Description of the task
Copy the forum post about belt noise word for word, starting at "I'm still hoping" and ending at "gave you earlier.", with both of those included.

I see. Well the timing belt is gunna reach an extreme - no way around that. On mine, it is as low as it can go. It is only held on by the flange on the timing belt gear itself. 

Yes, adding a hand load makes the drive belt flap around which increases the noise. You can, actually watch it happen. 

But the best way to reduce that noise is to optimize the motor belt position in the two pulleys. Since yours is like mine and is quiet in low speed mode (back gear engaged, dog teeth disengaged) you prolly need to raise the motor pulley a bit. In any event, take a look at the two pullies fully up and fully down and see if it's offset too much one way or the other. 

I'm still hoping to get out to the shop shortly. I'll take photos then. 

In the meantime, with some fiddling under your belt, it might be a good idea to go back and review the list of possible causes that I gave you earlier.


----------



## Susquatch (Aug 4, 2022)

Material provided
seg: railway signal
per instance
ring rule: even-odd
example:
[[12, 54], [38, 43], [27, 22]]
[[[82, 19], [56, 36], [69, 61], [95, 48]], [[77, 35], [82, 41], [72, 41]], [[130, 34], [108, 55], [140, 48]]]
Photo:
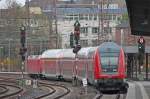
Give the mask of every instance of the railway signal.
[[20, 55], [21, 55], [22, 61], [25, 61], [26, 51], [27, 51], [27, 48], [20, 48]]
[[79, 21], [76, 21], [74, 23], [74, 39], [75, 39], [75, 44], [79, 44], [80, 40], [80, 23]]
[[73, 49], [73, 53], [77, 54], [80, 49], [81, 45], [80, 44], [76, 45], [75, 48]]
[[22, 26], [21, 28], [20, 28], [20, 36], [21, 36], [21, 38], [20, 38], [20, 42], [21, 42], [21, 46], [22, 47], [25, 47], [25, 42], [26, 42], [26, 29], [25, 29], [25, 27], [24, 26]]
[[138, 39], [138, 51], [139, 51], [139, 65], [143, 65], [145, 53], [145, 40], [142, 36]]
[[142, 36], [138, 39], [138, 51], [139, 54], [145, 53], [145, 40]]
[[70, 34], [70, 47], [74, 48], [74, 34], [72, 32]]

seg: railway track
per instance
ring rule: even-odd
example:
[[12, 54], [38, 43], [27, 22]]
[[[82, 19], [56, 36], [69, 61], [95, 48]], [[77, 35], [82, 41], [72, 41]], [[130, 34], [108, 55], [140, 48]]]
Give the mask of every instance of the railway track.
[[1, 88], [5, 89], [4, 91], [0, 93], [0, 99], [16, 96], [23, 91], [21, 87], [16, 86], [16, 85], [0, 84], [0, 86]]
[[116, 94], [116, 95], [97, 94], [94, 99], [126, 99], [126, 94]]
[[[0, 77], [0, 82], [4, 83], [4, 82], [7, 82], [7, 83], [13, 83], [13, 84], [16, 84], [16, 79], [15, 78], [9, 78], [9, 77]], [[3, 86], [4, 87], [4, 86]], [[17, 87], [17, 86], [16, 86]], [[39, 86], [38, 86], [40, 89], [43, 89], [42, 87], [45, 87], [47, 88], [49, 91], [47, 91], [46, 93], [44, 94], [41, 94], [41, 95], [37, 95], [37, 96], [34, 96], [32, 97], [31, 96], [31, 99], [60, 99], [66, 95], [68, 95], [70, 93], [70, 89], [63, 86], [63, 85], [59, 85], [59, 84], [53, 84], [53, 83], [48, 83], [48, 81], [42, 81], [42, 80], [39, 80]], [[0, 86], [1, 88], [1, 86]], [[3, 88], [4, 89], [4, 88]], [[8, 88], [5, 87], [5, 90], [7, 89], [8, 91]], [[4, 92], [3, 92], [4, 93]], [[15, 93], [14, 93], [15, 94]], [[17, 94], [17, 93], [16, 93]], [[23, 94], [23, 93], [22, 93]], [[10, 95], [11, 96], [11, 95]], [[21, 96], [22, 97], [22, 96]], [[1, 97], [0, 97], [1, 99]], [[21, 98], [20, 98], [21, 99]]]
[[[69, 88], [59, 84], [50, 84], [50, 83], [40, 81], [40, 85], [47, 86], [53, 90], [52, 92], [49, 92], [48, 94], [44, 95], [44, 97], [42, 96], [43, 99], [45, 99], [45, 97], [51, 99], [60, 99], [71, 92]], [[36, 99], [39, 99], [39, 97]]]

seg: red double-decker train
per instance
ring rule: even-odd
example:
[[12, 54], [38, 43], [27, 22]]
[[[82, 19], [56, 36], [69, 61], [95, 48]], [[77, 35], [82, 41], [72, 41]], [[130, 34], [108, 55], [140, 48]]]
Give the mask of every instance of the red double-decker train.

Finished answer
I'm still hoping to get out to the shop shortly. I'll take photos then. 

In the meantime, with some fiddling under your belt, it might be a good idea to go back and review the list of possible causes that I gave you earlier.